■ Material for the task:

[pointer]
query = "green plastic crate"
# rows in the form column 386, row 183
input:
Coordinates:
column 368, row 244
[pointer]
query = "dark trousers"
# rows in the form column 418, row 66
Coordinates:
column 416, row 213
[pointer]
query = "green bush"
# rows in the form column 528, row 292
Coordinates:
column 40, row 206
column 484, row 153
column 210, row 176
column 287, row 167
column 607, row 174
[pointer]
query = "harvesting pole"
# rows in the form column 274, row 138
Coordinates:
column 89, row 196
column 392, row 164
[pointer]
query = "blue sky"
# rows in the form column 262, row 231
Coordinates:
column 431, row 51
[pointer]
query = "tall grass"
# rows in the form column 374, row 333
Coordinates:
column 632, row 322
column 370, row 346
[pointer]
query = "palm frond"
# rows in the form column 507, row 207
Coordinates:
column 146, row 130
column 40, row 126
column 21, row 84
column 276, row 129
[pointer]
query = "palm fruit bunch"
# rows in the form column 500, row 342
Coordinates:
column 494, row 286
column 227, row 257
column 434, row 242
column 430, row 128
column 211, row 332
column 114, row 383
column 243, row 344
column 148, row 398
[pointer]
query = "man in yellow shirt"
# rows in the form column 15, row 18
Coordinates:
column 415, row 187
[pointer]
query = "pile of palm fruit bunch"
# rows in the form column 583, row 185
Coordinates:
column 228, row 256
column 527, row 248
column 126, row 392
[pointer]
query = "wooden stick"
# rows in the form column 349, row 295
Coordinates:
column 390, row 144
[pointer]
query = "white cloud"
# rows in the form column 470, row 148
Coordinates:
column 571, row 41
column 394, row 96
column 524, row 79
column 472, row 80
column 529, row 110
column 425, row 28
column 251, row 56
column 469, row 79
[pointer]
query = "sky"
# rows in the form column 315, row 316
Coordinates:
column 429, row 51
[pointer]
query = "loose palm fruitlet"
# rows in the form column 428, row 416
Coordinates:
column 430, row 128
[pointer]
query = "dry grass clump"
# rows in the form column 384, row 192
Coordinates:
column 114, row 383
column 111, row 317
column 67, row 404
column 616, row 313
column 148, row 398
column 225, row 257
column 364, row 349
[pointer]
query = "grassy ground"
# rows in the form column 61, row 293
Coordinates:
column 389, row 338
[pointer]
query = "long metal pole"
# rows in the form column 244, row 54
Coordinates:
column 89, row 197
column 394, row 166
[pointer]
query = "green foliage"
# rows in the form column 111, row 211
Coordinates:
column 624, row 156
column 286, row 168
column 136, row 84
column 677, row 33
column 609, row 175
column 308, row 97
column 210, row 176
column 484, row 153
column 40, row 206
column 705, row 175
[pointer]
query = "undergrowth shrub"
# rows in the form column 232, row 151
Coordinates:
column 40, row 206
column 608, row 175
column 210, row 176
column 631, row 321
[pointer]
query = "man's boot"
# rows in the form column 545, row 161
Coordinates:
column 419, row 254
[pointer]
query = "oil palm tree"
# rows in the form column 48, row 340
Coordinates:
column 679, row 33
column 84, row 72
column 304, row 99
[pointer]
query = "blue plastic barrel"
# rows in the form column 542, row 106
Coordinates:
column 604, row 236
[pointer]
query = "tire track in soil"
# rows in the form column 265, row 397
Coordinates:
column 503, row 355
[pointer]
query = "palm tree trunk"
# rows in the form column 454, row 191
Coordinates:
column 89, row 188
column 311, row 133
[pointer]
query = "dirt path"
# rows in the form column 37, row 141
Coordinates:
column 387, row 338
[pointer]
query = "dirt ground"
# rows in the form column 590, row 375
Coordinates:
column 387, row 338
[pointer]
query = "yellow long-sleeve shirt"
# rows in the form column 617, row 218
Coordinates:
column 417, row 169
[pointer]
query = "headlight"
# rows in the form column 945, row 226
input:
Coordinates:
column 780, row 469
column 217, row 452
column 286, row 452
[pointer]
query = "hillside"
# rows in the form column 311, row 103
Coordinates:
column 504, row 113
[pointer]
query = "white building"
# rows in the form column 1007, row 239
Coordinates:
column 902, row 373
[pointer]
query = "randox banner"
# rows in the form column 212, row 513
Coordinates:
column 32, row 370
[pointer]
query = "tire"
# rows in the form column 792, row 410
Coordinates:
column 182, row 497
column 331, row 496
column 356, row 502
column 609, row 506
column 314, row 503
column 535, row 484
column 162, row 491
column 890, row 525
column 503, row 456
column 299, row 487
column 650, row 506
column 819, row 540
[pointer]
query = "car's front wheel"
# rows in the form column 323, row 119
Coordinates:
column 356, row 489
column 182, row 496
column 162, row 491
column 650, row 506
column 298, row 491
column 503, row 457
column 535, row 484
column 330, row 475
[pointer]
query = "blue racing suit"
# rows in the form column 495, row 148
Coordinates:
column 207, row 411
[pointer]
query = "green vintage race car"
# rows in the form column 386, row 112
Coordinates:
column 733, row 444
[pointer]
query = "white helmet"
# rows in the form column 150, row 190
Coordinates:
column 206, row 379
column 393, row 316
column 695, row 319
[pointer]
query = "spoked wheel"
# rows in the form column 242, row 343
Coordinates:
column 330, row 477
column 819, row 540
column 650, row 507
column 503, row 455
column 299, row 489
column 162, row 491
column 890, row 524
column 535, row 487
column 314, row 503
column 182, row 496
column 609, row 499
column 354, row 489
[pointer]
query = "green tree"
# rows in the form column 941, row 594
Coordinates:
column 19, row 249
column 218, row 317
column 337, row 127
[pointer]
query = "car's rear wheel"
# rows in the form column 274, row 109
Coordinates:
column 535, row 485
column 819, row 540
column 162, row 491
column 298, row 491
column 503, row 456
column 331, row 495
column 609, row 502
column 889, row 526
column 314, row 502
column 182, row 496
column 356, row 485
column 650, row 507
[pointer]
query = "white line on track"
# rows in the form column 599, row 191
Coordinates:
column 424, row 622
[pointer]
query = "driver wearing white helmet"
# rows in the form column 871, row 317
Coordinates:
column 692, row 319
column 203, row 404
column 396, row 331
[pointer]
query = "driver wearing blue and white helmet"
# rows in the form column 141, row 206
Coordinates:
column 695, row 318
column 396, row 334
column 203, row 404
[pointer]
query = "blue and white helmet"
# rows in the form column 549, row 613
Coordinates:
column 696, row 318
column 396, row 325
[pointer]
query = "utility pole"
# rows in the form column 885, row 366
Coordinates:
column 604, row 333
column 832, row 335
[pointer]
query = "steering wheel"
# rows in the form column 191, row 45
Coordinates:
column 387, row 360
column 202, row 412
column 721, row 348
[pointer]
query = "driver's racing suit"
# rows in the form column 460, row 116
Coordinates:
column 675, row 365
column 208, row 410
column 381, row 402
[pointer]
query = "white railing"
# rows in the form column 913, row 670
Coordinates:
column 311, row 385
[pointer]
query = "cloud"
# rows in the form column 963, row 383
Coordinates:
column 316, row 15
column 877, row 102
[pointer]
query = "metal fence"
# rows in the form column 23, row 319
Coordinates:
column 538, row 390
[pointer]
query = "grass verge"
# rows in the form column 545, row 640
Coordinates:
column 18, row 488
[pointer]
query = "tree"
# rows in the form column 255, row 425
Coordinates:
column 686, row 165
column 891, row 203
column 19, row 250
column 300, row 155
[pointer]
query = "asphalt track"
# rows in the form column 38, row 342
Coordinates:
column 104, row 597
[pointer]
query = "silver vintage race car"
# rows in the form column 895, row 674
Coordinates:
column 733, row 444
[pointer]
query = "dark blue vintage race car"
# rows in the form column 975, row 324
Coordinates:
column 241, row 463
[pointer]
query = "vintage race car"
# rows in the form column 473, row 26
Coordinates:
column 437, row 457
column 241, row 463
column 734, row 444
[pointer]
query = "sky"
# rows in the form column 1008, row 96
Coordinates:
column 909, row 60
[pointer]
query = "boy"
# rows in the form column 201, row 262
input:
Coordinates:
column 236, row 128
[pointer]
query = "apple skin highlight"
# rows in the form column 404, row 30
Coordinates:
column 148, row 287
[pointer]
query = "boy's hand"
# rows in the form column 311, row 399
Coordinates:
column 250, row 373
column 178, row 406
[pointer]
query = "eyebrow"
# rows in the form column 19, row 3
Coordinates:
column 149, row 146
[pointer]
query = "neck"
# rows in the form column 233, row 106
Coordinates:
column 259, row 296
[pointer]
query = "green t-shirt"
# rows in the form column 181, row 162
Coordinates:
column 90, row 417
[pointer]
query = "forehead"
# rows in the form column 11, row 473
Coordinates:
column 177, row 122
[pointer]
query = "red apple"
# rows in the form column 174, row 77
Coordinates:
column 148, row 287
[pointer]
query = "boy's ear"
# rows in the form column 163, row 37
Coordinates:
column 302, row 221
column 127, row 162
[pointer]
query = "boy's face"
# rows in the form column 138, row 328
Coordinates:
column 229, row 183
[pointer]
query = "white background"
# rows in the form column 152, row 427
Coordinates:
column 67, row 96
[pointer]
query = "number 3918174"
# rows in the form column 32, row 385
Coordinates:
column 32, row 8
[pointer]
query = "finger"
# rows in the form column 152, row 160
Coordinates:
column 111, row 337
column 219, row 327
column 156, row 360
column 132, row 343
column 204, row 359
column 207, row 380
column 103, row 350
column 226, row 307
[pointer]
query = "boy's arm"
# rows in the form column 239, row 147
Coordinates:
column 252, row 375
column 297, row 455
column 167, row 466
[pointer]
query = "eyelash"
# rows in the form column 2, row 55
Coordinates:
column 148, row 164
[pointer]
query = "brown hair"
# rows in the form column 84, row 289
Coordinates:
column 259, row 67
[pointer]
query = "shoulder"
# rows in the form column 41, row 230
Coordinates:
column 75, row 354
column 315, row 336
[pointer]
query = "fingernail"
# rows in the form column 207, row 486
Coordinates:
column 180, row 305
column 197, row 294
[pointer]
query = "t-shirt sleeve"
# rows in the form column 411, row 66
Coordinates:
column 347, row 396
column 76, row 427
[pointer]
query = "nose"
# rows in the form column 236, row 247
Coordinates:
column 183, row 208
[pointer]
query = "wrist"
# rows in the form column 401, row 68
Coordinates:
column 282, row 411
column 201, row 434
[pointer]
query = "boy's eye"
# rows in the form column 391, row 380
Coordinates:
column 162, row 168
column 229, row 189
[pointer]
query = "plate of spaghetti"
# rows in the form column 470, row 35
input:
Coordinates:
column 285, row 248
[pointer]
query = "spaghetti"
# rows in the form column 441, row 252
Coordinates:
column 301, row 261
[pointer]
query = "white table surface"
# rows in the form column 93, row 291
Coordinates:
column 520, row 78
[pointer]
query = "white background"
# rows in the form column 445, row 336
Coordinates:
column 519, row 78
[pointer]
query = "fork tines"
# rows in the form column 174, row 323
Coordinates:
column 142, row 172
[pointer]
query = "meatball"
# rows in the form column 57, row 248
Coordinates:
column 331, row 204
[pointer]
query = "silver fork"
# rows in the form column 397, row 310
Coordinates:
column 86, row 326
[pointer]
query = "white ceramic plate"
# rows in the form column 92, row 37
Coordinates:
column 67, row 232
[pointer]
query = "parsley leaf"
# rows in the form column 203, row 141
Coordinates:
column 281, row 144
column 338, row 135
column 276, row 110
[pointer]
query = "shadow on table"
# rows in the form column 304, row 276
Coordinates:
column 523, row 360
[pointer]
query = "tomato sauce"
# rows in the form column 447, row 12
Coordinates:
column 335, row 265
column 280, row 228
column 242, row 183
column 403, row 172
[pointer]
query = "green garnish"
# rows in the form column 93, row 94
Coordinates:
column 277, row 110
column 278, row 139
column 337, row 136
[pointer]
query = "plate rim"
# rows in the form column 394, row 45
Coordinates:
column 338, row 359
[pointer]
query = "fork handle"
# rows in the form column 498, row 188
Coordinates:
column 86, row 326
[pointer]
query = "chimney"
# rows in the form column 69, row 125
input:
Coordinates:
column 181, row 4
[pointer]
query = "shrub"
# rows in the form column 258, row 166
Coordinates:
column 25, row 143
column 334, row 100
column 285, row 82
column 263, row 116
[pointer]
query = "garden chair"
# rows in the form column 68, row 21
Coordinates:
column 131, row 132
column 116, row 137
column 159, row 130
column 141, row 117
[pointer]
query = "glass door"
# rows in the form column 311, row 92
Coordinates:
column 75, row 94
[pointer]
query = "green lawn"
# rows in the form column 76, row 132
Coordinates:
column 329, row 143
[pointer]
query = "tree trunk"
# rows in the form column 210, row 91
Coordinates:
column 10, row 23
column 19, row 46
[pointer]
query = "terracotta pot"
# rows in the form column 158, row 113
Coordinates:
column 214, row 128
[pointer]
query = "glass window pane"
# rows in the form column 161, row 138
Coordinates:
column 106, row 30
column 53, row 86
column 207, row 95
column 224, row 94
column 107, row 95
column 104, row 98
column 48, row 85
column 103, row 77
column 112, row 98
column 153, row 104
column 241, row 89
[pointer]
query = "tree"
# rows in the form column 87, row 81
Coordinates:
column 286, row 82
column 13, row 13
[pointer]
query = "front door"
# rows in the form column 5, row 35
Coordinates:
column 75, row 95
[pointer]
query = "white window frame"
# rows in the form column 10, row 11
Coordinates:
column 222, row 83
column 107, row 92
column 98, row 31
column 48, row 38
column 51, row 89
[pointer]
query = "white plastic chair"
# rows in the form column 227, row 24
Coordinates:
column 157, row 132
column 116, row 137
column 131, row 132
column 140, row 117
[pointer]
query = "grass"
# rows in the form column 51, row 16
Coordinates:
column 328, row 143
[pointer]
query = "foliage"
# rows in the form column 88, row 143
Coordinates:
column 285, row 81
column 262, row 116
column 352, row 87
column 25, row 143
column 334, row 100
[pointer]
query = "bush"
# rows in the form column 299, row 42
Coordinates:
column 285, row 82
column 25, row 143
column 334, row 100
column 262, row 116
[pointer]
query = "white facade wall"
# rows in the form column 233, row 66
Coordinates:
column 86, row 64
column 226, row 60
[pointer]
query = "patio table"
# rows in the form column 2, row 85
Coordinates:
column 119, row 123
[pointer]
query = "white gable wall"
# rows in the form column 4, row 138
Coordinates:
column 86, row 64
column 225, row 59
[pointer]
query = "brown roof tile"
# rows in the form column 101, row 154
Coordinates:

■ Try it: Find the word "track" in the records, and report each line that has it.

■ Solution to the problem:
query = "tire track in soil"
query = "white line on track"
query = "asphalt track"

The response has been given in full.